What you should do: Format the entries below as a Markdown table with the columns "Row" and "Entry", giving each nonblank line its own numbered row.

Material to process:
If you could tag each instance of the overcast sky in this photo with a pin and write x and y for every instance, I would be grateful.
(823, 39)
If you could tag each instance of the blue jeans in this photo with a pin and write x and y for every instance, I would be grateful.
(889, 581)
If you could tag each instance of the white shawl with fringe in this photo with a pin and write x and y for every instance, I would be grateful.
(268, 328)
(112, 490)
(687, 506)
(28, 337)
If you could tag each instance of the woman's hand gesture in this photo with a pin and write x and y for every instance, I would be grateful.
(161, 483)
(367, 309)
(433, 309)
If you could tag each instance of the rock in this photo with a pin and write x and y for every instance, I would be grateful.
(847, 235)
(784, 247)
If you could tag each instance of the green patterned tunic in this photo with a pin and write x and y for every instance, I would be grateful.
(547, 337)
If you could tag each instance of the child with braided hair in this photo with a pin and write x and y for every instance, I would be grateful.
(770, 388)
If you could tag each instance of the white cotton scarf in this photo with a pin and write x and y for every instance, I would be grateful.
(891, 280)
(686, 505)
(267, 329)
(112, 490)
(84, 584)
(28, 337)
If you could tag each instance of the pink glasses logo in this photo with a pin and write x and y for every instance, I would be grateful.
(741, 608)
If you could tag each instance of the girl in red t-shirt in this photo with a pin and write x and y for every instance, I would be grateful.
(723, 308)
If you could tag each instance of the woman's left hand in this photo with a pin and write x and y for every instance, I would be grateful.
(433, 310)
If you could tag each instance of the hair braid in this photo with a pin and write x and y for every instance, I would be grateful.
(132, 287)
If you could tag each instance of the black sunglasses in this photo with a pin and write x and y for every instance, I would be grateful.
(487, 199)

Output:
| Row | Entry |
|---|---|
| 1 | If you could tag each instance of the overcast sky in this photo with a pin and write x and y for every instance, I would be grateful. |
| 2 | (823, 39) |
| 3 | If you could tag each instance of the blue jeans in this photo with a pin and write x and y for every instance, I would be grateful. |
| 4 | (889, 581) |
| 5 | If you could tag each instance of the white shawl with fringe in this photo with a pin and write x and y for every instance, I would be grateful. |
| 6 | (268, 328) |
| 7 | (112, 490) |
| 8 | (687, 506) |
| 9 | (28, 337) |
| 10 | If you could tag each instance of the woman's hand gesture in this photo with a pin and write x and y for every instance, I would be grateful. |
| 11 | (161, 483) |
| 12 | (367, 309) |
| 13 | (433, 309) |
| 14 | If you could tag each instance of the rock in this photo with a pin and write x and y for every instance, I would be grateful. |
| 15 | (847, 235) |
| 16 | (784, 247) |
| 17 | If you could tag each instance of the green patterned tunic in this photo with a pin and write x and y for every instance, I would be grateful. |
| 18 | (547, 337) |
| 19 | If you could tag each instance of the child with braided hair in this photo with a pin and write x and y for every instance, I would be grateful. |
| 20 | (770, 388) |
| 21 | If you could tag each instance of the white cotton scarf in this photo with a pin and write x and y for every instance, I would be grateful. |
| 22 | (891, 280) |
| 23 | (686, 505) |
| 24 | (267, 329) |
| 25 | (112, 490) |
| 26 | (84, 584) |
| 27 | (28, 337) |
| 28 | If you could tag each instance of the pink glasses logo in this photo with a pin and write x and y for every instance, I would be grateful. |
| 29 | (741, 608) |
| 30 | If you could tag each instance of the girl in red t-shirt in this photo with a pin and write x and y for every instance, I would be grateful. |
| 31 | (723, 308) |
| 32 | If you could tag each instance of the woman's left hand in this photo with a pin and write x and y for every instance, I would be grateful. |
| 33 | (433, 310) |
| 34 | If you could tag each instance of the hair braid in this photo with a pin and write x and y for every instance, I would be grateful. |
| 35 | (132, 287) |
| 36 | If you could tag each instance of the black sunglasses in this photo with a pin and write x and y for every instance, I would be grateful. |
| 37 | (487, 199) |